◆ **RECORDS SHOWN**

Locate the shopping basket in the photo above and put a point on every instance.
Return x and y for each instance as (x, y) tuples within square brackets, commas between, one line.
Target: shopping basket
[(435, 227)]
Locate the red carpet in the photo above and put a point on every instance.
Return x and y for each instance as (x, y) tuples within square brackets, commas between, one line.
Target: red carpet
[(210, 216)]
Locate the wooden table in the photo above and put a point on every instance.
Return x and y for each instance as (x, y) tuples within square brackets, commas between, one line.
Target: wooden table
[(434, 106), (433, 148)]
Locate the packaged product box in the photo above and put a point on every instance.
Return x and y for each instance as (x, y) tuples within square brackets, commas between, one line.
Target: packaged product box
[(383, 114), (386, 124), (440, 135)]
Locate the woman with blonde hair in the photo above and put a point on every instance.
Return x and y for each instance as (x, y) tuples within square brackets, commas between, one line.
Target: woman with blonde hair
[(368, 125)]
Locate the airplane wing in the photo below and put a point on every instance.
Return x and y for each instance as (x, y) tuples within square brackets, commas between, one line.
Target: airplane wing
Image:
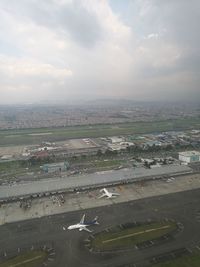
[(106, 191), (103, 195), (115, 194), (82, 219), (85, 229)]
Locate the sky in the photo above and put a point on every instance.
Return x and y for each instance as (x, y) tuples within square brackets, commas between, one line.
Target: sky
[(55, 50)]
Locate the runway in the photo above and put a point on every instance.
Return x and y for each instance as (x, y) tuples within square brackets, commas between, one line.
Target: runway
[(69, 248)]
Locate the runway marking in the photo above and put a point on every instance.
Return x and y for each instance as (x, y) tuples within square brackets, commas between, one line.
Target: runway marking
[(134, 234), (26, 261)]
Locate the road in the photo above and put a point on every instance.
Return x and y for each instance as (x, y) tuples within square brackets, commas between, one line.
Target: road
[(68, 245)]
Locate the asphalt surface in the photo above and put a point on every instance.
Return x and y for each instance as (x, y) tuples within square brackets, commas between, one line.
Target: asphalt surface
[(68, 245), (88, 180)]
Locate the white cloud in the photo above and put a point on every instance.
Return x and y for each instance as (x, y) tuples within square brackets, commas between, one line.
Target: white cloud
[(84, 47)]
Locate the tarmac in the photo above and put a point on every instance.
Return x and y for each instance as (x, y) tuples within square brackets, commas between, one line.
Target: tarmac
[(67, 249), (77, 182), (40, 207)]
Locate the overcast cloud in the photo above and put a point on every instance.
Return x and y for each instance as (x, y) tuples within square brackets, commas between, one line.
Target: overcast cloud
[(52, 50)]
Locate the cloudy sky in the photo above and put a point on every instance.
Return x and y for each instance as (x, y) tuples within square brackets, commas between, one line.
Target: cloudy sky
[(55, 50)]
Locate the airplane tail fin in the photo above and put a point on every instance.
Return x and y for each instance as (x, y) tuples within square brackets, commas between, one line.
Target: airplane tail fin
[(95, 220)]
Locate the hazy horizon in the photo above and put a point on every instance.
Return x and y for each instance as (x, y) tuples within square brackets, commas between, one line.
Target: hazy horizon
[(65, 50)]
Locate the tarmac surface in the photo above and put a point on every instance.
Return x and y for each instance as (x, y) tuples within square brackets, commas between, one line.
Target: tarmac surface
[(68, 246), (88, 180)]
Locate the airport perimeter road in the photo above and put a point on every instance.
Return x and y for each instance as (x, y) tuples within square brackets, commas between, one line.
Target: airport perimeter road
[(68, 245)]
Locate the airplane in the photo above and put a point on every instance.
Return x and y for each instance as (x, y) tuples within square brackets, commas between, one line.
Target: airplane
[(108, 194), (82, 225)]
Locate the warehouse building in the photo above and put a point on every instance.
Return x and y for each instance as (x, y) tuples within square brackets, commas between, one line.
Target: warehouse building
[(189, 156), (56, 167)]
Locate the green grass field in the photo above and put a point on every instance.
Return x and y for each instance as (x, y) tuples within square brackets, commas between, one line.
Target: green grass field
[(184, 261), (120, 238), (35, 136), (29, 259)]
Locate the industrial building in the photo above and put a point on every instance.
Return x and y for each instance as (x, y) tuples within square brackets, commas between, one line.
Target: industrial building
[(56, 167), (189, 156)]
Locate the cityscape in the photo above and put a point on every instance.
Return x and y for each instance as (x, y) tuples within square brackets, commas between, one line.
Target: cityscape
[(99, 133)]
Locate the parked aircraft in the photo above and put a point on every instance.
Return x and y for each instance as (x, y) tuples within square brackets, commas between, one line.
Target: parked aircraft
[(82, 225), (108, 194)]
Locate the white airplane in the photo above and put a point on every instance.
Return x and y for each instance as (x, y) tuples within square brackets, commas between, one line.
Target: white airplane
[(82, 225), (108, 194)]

---

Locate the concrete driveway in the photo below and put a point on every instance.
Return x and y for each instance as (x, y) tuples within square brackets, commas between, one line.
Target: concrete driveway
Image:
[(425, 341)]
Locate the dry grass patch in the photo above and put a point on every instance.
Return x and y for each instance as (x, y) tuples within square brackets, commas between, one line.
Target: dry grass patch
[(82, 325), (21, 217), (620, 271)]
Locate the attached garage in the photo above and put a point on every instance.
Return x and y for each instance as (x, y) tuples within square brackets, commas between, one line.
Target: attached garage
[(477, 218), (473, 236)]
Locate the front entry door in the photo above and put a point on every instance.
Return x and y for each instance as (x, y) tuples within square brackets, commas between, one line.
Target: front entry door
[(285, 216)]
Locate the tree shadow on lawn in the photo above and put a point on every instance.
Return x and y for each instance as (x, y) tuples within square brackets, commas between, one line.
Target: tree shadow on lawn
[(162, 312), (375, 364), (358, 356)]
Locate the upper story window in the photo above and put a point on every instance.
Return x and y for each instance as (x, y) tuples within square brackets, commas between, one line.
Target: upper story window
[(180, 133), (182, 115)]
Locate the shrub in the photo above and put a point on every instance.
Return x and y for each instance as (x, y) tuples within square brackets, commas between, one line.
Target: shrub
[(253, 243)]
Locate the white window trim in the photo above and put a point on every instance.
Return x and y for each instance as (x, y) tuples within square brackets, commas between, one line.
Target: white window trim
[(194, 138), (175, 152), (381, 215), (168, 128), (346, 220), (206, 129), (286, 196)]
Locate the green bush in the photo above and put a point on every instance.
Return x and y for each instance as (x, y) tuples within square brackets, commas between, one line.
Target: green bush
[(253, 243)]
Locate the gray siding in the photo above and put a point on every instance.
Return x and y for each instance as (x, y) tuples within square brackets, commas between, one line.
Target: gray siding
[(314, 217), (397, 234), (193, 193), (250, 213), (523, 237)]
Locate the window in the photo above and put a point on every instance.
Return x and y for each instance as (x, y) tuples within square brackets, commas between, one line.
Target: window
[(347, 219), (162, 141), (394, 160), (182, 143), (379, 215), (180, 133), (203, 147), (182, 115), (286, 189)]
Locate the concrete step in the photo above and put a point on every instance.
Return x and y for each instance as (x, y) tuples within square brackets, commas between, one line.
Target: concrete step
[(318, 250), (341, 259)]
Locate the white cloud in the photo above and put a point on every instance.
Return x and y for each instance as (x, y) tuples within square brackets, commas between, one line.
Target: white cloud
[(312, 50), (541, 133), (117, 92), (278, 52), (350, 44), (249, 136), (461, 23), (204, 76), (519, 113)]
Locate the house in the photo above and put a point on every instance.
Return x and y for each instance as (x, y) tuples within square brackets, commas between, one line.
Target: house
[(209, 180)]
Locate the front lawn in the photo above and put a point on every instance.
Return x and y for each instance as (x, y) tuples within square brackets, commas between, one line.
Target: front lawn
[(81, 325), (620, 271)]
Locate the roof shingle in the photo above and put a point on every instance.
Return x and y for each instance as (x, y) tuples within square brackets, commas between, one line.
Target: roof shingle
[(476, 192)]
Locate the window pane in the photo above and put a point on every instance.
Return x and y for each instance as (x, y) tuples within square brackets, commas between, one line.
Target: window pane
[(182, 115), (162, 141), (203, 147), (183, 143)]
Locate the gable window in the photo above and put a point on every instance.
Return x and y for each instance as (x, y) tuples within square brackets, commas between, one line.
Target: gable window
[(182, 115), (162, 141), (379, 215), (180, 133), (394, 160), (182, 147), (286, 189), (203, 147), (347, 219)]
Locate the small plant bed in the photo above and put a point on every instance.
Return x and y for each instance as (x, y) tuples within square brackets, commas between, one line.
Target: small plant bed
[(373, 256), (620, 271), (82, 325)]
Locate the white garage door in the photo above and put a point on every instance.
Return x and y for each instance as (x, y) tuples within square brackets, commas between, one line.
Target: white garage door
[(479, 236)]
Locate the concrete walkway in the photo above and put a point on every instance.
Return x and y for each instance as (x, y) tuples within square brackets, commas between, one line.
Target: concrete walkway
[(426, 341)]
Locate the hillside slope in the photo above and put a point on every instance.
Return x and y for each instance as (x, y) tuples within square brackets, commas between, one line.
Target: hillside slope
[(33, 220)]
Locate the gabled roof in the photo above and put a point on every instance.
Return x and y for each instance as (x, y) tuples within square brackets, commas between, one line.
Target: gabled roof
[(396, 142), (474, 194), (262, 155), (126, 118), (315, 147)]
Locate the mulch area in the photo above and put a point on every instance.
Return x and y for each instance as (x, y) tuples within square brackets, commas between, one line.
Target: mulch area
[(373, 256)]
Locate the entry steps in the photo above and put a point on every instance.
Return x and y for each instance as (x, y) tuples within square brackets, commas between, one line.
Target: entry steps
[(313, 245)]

---

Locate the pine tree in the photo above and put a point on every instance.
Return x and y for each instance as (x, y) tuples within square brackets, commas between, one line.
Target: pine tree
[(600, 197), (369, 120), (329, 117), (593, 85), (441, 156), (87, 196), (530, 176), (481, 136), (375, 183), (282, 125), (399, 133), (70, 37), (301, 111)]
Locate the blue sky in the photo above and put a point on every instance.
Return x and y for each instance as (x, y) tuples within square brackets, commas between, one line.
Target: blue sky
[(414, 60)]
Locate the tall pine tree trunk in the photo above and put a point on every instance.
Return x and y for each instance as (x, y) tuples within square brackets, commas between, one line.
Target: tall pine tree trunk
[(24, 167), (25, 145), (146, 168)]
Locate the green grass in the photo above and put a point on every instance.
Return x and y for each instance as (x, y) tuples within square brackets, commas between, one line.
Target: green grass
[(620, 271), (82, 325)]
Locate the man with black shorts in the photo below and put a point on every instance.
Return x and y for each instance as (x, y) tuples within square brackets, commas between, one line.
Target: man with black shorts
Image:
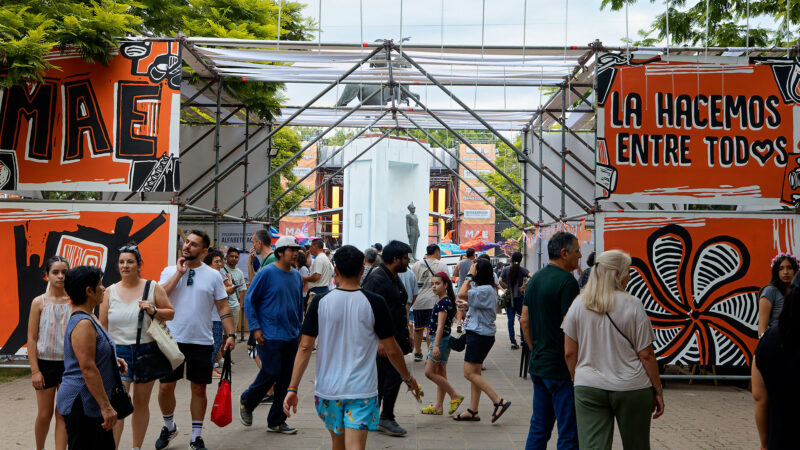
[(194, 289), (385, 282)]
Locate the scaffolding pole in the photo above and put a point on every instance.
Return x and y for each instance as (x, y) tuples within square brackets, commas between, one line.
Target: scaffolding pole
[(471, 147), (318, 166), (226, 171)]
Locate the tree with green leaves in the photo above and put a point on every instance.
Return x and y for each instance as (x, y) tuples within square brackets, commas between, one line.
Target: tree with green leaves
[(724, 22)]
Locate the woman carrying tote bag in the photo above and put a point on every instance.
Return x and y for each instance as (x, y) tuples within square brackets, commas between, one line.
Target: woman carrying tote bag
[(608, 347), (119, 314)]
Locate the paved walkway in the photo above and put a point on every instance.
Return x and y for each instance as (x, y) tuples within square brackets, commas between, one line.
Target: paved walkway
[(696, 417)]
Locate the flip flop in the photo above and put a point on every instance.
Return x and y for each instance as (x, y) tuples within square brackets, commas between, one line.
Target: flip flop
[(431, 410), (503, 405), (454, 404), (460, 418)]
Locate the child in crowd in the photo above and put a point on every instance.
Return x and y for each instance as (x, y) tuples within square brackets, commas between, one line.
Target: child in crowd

◆ **EXERCISE**
Recast the lines from the one holding "Locate the shopping" through the one holding "[(435, 227)]", inclusive, as a two-column CSV with the headers text and points. Use one row per entry, putting the text lines in one quoted field and the coordinate list in the other, with line breaks replaced by spaces.

◆ **OUTPUT OF THE EXERCISE**
text,points
"Locate the shopping basket in the photo above and put a point on every instance. Return x and y for each instance as (x, y) tuples within square brackets, commas between, one line. Target: shopping basket","[(435, 227)]"